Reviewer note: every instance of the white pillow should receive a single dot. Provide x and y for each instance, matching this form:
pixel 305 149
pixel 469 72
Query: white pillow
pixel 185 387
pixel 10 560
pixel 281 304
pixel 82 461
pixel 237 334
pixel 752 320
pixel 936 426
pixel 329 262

GOAL OF THE EXERCISE
Turn the material above into a numbered list, one entry per line, skipping any blank lines.

PROBLEM SOLUTION
1. Reviewer note: every instance of the white pillow should receive a single dot. Provide x and y for each instance, matching this form:
2. pixel 305 149
3. pixel 469 72
4. Query: white pillow
5. pixel 185 387
6. pixel 10 560
7. pixel 281 304
8. pixel 82 461
9. pixel 237 334
10. pixel 752 320
11. pixel 936 426
12. pixel 329 262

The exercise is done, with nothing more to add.